[TASK PROMPT] Pictures stay out; everything else from the first line of the entries down through the line with "positive clicks: (90, 341) (103, 349)" gets copied exactly.

[RECORDS PROVIDED]
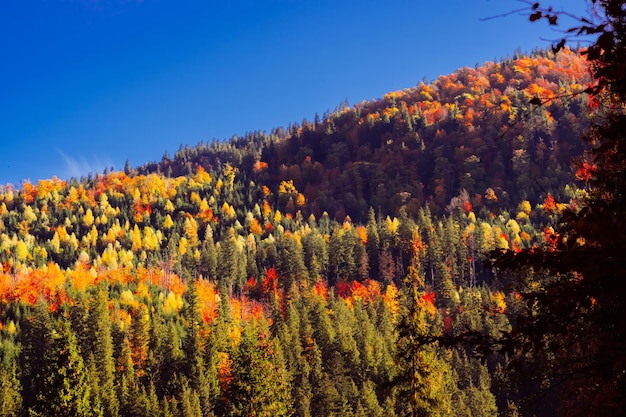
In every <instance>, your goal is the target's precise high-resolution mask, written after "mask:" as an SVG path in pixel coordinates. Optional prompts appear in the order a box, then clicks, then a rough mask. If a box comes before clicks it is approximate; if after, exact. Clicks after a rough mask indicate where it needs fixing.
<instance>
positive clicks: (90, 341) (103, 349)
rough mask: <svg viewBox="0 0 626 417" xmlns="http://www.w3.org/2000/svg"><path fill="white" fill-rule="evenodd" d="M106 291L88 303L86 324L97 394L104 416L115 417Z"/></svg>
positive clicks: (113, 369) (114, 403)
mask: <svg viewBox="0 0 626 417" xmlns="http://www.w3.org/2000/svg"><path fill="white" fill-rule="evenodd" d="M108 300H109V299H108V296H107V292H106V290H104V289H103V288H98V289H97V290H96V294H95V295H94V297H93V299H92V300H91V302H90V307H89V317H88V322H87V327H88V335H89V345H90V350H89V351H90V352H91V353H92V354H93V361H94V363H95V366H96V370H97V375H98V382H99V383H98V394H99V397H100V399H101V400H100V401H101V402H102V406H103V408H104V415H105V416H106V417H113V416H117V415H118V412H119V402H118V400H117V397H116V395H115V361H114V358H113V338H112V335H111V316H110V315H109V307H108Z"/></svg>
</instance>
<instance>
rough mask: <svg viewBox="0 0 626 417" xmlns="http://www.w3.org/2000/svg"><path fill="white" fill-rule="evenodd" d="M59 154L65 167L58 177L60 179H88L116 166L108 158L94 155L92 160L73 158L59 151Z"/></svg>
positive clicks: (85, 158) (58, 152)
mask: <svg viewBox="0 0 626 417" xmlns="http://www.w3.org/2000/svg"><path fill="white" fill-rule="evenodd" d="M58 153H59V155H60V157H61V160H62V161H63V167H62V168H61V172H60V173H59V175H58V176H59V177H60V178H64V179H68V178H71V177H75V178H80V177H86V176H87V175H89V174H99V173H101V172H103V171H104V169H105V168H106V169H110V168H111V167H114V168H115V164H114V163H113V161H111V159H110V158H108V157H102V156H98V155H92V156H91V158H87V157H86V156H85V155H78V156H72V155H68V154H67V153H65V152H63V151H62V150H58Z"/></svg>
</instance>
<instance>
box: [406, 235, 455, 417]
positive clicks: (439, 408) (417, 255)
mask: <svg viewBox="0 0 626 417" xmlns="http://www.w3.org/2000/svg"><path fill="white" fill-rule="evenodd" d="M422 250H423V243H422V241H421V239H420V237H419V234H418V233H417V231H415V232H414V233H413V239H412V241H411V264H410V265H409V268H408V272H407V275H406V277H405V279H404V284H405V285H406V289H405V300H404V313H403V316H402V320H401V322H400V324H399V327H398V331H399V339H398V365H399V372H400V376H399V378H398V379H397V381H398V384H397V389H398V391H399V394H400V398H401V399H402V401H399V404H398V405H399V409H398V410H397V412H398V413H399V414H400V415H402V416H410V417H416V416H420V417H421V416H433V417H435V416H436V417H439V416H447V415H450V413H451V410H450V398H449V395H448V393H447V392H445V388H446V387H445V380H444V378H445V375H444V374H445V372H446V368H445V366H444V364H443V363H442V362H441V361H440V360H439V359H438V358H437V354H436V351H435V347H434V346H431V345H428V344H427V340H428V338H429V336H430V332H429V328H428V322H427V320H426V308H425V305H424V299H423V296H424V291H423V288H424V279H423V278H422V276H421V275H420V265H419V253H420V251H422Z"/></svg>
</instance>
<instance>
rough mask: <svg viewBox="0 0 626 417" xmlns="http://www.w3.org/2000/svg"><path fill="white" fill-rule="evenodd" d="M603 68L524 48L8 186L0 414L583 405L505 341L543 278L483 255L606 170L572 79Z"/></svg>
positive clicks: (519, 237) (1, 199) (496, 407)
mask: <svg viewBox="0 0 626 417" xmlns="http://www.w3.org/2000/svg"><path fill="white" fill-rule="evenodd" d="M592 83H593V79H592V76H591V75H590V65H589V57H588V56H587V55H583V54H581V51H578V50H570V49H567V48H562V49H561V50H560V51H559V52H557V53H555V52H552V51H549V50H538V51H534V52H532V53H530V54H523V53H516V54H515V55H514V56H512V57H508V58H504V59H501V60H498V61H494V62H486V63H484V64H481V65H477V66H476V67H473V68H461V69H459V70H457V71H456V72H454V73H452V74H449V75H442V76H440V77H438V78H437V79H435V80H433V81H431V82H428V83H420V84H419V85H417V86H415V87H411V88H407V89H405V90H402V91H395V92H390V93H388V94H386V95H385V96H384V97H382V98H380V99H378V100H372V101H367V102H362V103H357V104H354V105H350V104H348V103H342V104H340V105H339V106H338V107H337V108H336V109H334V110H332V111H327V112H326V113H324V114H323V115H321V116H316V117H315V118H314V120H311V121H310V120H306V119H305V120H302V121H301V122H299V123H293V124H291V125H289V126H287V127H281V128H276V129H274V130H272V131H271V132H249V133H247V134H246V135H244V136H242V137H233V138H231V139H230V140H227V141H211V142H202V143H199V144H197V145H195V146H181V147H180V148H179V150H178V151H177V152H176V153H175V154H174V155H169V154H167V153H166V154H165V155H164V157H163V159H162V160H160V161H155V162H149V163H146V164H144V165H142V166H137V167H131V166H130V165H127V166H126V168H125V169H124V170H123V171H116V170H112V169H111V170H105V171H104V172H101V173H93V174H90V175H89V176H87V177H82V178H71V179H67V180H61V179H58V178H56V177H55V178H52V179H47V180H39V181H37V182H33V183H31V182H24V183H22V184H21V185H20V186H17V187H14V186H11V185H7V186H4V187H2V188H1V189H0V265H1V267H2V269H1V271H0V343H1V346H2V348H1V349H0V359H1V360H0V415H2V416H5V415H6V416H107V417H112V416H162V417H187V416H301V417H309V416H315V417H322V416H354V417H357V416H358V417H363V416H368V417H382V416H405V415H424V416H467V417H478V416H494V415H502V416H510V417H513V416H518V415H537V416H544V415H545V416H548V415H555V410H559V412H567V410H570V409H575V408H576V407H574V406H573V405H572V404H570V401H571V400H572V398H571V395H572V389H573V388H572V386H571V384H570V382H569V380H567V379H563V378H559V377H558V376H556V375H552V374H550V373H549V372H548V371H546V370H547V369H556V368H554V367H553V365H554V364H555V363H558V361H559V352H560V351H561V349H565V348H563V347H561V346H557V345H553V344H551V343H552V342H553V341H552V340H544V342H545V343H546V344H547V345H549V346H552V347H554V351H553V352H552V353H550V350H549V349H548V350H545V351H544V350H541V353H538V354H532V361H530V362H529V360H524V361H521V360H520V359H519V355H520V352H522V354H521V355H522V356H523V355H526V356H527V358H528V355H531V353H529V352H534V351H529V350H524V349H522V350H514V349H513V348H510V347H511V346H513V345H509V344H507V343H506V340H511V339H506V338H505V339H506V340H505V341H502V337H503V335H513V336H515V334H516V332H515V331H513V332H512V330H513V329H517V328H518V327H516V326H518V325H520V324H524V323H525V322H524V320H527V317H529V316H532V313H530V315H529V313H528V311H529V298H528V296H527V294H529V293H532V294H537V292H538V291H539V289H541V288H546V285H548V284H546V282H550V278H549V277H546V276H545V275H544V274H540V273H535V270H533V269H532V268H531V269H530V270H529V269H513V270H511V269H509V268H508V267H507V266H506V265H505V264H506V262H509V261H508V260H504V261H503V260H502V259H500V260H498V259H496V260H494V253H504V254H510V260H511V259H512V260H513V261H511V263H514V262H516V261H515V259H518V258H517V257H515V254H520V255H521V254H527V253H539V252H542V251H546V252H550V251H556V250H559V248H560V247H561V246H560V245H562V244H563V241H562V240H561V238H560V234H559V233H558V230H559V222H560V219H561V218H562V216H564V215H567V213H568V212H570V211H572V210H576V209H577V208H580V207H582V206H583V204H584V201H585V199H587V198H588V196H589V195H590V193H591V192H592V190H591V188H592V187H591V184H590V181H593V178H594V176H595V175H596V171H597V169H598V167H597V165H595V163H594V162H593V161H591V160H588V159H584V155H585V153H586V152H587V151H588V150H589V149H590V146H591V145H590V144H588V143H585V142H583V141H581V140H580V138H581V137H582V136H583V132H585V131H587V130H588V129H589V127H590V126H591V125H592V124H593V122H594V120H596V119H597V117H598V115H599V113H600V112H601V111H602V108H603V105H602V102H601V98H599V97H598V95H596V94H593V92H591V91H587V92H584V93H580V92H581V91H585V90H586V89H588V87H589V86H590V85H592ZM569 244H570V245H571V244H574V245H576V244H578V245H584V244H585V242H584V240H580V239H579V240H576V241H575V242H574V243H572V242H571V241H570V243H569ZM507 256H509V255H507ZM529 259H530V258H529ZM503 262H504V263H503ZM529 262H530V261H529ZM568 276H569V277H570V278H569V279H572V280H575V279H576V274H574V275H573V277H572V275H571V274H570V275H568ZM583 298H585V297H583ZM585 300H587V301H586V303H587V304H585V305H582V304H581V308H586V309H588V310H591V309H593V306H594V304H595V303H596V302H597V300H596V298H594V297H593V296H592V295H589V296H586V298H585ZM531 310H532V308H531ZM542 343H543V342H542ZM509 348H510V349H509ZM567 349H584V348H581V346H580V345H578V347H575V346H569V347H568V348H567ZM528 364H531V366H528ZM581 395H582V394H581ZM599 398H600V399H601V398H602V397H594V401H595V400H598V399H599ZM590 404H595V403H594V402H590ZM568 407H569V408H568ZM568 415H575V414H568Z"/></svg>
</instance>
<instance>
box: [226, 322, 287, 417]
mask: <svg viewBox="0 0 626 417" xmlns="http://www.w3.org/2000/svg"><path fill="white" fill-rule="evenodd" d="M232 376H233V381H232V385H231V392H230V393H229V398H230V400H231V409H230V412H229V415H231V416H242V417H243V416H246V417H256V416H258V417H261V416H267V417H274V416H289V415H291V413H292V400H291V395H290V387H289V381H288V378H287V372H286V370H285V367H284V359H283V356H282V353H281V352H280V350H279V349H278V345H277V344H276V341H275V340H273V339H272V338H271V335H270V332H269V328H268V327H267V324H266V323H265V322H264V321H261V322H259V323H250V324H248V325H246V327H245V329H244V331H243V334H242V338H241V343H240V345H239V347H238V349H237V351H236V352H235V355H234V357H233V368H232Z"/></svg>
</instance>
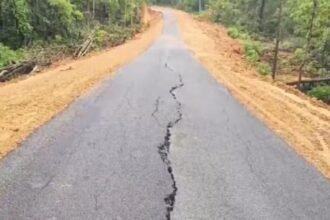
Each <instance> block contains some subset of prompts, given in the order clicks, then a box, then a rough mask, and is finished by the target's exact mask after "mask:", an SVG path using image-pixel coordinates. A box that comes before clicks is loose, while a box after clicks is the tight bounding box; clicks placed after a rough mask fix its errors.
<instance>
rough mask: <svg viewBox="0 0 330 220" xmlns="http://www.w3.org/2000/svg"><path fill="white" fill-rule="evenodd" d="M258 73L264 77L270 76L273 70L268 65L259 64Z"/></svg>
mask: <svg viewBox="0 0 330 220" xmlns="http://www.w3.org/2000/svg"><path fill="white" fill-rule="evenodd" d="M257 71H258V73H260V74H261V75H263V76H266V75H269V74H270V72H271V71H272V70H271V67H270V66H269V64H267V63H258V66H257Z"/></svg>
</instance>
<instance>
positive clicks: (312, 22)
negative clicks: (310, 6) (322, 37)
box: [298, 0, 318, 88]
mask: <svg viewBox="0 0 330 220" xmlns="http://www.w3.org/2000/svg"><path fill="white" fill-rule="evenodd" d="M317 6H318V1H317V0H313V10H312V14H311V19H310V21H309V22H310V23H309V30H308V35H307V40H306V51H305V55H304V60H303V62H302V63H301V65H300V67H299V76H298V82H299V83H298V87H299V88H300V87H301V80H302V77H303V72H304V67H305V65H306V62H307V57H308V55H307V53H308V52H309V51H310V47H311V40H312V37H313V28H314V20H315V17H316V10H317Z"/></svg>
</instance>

[YOUR SOLUTION]
In every <instance>, your goal is the target's precise high-resolution mask, written after "mask:" as an SVG path in pixel coordinates. Optional prompts appear in the order a box, then clicks, then a rough mask. If a box comes before clicks it is approximate; if after, exact. Clicks after a rough mask indicate where it needs fixing.
<instance>
positive clicks: (90, 341) (103, 349)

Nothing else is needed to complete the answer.